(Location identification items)
(begin)
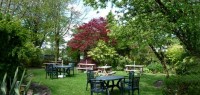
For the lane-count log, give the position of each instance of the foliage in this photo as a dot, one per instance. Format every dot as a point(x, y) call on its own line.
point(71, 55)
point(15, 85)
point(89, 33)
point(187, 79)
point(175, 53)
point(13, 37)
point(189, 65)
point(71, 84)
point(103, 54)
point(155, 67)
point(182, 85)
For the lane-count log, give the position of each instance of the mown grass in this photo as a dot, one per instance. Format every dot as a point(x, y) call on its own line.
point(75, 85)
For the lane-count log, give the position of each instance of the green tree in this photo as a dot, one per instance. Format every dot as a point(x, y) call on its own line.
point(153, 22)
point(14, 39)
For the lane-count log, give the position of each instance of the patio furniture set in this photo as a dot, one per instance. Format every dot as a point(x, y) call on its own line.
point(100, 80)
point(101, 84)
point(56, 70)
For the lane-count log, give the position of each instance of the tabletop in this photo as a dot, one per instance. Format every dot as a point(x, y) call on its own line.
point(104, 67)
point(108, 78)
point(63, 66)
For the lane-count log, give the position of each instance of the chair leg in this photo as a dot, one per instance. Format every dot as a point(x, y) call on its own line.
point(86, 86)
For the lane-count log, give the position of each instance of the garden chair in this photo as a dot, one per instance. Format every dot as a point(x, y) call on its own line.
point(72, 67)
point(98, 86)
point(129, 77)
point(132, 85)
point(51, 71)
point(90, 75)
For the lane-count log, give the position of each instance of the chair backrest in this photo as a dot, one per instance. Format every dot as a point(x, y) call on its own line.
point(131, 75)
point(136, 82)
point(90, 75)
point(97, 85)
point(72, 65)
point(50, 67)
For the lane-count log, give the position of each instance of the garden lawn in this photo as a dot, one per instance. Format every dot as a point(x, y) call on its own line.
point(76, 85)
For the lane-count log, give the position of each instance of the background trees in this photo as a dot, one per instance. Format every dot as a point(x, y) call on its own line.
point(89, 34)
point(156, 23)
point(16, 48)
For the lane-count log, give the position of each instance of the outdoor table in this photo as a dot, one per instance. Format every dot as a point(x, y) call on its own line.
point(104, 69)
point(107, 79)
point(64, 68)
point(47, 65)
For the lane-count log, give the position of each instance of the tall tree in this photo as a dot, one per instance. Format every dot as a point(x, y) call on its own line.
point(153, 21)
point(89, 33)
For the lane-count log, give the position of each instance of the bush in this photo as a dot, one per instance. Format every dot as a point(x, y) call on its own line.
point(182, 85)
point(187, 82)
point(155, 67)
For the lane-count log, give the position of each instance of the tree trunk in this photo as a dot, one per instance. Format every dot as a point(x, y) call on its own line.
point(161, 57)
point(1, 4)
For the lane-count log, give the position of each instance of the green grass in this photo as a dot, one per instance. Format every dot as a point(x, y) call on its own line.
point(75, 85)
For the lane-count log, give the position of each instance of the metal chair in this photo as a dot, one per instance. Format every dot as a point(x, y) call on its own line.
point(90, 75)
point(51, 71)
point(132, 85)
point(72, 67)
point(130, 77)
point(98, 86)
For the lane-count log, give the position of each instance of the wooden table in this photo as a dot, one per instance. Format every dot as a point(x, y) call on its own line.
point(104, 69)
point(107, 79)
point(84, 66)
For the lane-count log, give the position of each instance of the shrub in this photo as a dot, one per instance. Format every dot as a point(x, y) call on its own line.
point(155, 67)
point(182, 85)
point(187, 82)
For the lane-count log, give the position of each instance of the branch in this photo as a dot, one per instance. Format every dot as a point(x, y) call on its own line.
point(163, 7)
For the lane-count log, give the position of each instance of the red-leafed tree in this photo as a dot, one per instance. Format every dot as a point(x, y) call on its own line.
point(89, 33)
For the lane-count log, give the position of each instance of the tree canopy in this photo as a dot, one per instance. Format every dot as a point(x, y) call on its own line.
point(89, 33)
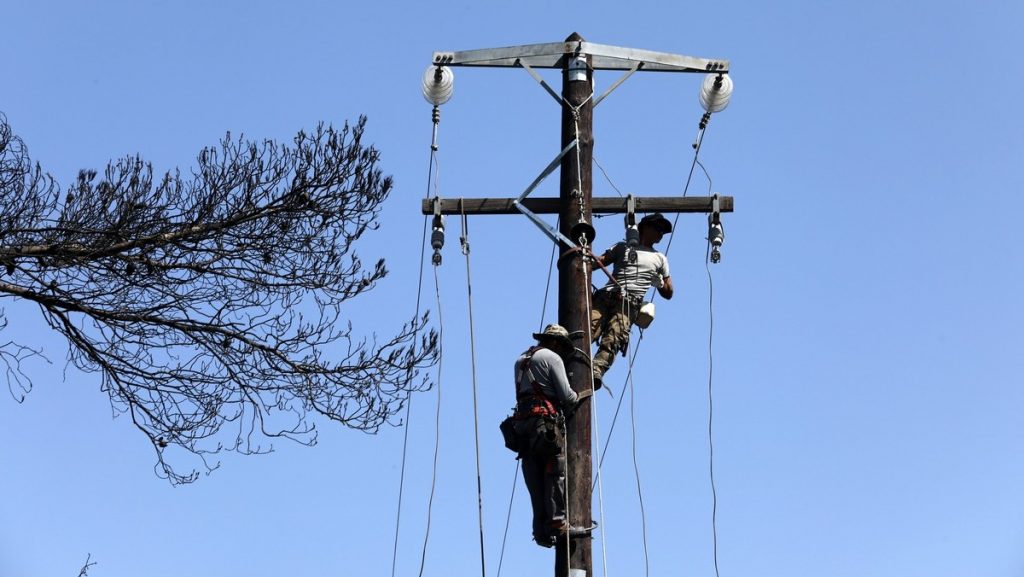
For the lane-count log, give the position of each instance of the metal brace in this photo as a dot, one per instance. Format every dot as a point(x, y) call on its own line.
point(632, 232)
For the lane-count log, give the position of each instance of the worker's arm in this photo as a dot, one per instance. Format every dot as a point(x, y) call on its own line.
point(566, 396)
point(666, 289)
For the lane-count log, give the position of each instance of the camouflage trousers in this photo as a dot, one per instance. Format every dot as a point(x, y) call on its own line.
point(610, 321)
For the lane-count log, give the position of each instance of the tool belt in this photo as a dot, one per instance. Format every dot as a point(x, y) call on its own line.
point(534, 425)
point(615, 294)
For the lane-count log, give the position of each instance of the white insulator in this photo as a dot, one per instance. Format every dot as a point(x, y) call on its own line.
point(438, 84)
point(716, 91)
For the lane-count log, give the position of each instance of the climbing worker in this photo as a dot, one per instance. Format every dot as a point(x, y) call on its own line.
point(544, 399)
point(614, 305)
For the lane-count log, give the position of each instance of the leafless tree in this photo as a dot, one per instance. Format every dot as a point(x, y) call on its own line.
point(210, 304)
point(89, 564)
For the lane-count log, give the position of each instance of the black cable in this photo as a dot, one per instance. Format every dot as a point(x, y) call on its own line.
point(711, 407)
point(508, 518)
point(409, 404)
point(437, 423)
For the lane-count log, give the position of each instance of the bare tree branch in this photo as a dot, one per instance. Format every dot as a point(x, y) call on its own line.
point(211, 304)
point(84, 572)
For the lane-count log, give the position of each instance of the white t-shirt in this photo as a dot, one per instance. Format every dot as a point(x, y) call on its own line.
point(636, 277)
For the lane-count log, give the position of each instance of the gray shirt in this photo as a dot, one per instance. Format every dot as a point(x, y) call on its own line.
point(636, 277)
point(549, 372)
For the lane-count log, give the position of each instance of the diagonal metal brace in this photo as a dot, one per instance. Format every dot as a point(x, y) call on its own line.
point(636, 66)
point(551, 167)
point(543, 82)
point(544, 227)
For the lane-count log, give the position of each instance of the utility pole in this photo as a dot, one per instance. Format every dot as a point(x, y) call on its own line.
(end)
◆ **Exercise prompt**:
Lay out every line of the rows above as a Markdown table with the columns "No." and "Line", numbering each line and skipping blank lines. Leave the pictures out.

◆ **Task answer**:
| No. | Line |
|---|---|
| 1 | For the lane-count log, give the position of each instance of the foliage in this photo as a dot, one per instance. Format every dot as a point(x, y) call on its own line. |
| 2 | point(71, 55) |
| 3 | point(15, 85) |
| 4 | point(89, 33) |
| 5 | point(187, 79) |
| 6 | point(175, 53) |
| 7 | point(13, 37) |
| 8 | point(189, 65) |
| 9 | point(71, 84) |
| 10 | point(103, 54) |
| 11 | point(155, 67) |
| 12 | point(182, 85) |
| 13 | For the lane-count log, give the position of each instance of the mown grass in this photo as a dot, one per instance. Format every dot as a point(x, y) call on its own line. |
| 14 | point(75, 85) |
| 15 | For the lane-count log, give the position of each instance of the green tree in this photo as a dot, one per instance. Format every dot as a point(x, y) call on its own line. |
| 16 | point(153, 22) |
| 17 | point(14, 39) |
| 18 | For the lane-count log, give the position of each instance of the patio furniture set in this photo as a dot, one per instance. Format every dot as a point(x, y) call on its own line. |
| 19 | point(100, 80) |
| 20 | point(101, 84) |
| 21 | point(56, 70) |
| 22 | For the lane-count log, give the position of each instance of the tabletop in this photo as a dot, one per instance. Format every dot as a point(x, y) call on its own line. |
| 23 | point(104, 67) |
| 24 | point(108, 78) |
| 25 | point(63, 66) |
| 26 | For the lane-count log, give the position of each instance of the chair leg in this photo as a dot, one per instance. Format every dot as a point(x, y) call on its own line. |
| 27 | point(86, 86) |
| 28 | For the lane-count log, give the position of each instance of the garden chair in this photo as a dot, one per instance. Format every dot as a point(x, y) call on its own line. |
| 29 | point(72, 67) |
| 30 | point(98, 86) |
| 31 | point(129, 77) |
| 32 | point(132, 85) |
| 33 | point(51, 71) |
| 34 | point(90, 75) |
| 35 | For the lane-count log, give the position of each instance of the chair backrest in this photo as a dot, one per instance. Format every dot as a point(x, y) call on its own line. |
| 36 | point(131, 75) |
| 37 | point(136, 82) |
| 38 | point(90, 75) |
| 39 | point(97, 85) |
| 40 | point(72, 65) |
| 41 | point(50, 67) |
| 42 | For the lane-count log, give the position of each instance of the garden lawn in this photo as a dot, one per instance. Format every dot as a point(x, y) call on its own line. |
| 43 | point(76, 85) |
| 44 | For the lane-count log, give the position of each instance of the background trees in this photo as a dot, one per instance. Format every dot as a point(x, y) call on its own line. |
| 45 | point(89, 34) |
| 46 | point(156, 23) |
| 47 | point(16, 48) |
| 48 | For the lane-count log, give the position of each instance of the outdoor table in this photo as a dot, one per instance. Format every dot as a point(x, y) call on its own line. |
| 49 | point(104, 69) |
| 50 | point(107, 79) |
| 51 | point(64, 68) |
| 52 | point(47, 65) |
| 53 | For the lane-count log, give the position of each instance of the tall tree in this photo as a dot, one per instance. Format every dot as a point(x, y) call on its own line. |
| 54 | point(153, 21) |
| 55 | point(89, 33) |
| 56 | For the lane-count log, give the position of each instance of the bush in this photo as a dot, one per instance. Format every dot as a point(x, y) call on its own line. |
| 57 | point(182, 85) |
| 58 | point(187, 82) |
| 59 | point(155, 67) |
| 60 | For the lane-count log, give the position of each instance of the tree trunk in this photo as a dot, one per instance. Format every dot as a point(x, y) call on its own line. |
| 61 | point(161, 57) |
| 62 | point(1, 4) |
| 63 | For the lane-count log, give the position of each instance of the green grass in this photo as a dot, one per instance. Format every dot as a point(x, y) call on its own line. |
| 64 | point(75, 85) |
| 65 | For the lane-count log, give the position of each instance of the metal chair in this photo as a dot, one per instance. Format every dot as a point(x, y) call on its own line. |
| 66 | point(90, 75) |
| 67 | point(51, 71) |
| 68 | point(132, 85) |
| 69 | point(72, 67) |
| 70 | point(130, 77) |
| 71 | point(98, 86) |
| 72 | For the lane-count log, give the position of each instance of the wooden table in this photo as a dot, one per instance. Format every dot as a point(x, y) call on its own line. |
| 73 | point(104, 69) |
| 74 | point(107, 79) |
| 75 | point(84, 66) |
| 76 | For the lane-count log, give the position of each instance of the shrub in this photo as a dot, one per instance. Format every dot as a point(x, y) call on its own line. |
| 77 | point(155, 67) |
| 78 | point(182, 85) |
| 79 | point(187, 82) |
| 80 | For the lane-count log, give the position of each instance of the branch in this photo as a dot, one per instance. Format every dot as a point(x, y) call on its own line. |
| 81 | point(163, 7) |
| 82 | For the lane-count log, give the position of each instance of the red-leafed tree in this photo as a dot, one per instance. Format every dot as a point(x, y) call on its own line. |
| 83 | point(89, 33) |
| 84 | For the lane-count log, give the position of each instance of the tree canopy in this photo as a dot, one per instance. Format every dot as a point(x, y) call on its own line. |
| 85 | point(89, 33) |
| 86 | For the lane-count log, give the position of each instance of the metal brace in this photo as a dot, one per instance. Format every dot as a point(x, y) call on its own line. |
| 87 | point(632, 232) |
| 88 | For the lane-count log, give the position of each instance of the worker's arm in this photo as a dot, one per instance. Format every dot as a point(x, y) call on its own line. |
| 89 | point(566, 396) |
| 90 | point(666, 289) |
| 91 | For the lane-count log, give the position of each instance of the camouflage trousers in this photo as a dot, one per instance. Format every dot as a point(x, y) call on its own line. |
| 92 | point(610, 321) |
| 93 | For the lane-count log, give the position of each instance of the tool belt in this photo as a dot, one per instance. Format every dot as a point(x, y) call on its own line. |
| 94 | point(534, 425) |
| 95 | point(615, 294) |
| 96 | For the lane-count log, give the position of each instance of the white insulator in this photo as a dot, one per instance. Format every dot as a point(x, y) call on its own line. |
| 97 | point(438, 84) |
| 98 | point(716, 91) |
| 99 | For the lane-count log, give the position of each instance of the climbing worker in this photo as a dot, one per instance. Format every dot as a point(x, y) call on its own line. |
| 100 | point(544, 399) |
| 101 | point(614, 305) |
| 102 | For the lane-count log, give the position of each instance of the leafless tree in this photo as a dot, one per instance. Format every dot as a point(x, y) call on its own line. |
| 103 | point(210, 304) |
| 104 | point(89, 564) |
| 105 | For the lane-count log, give the position of each instance of the black cable in this photo as a dot, one per instance. Format every dot as a point(x, y) call on its own line. |
| 106 | point(711, 407) |
| 107 | point(508, 518) |
| 108 | point(409, 404) |
| 109 | point(437, 423) |
| 110 | For the lane-count log, give the position of each instance of the bare tree branch in this photo as a dot, one per instance. Format every dot as a point(x, y) call on its own line. |
| 111 | point(211, 304) |
| 112 | point(84, 572) |
| 113 | For the lane-count log, give the position of each instance of the white t-shirt in this photo as a dot, one per instance. Format every dot as a point(x, y) call on its own line. |
| 114 | point(636, 277) |
| 115 | For the lane-count log, give the position of each instance of the gray shirt in this photo as a dot, one per instance. Format every dot as a point(x, y) call on its own line. |
| 116 | point(636, 277) |
| 117 | point(549, 372) |
| 118 | For the lane-count log, give the position of each instance of the diagonal metal brace in this photo as a dot, one per instance. Format every dot as a point(x, y) call on its own line. |
| 119 | point(636, 66) |
| 120 | point(551, 167) |
| 121 | point(543, 82) |
| 122 | point(544, 227) |
| 123 | For the lane-count log, give the position of each instance of the utility pole in this photo as a dot, one per instance. Format every dot as a point(x, y) call on its own line. |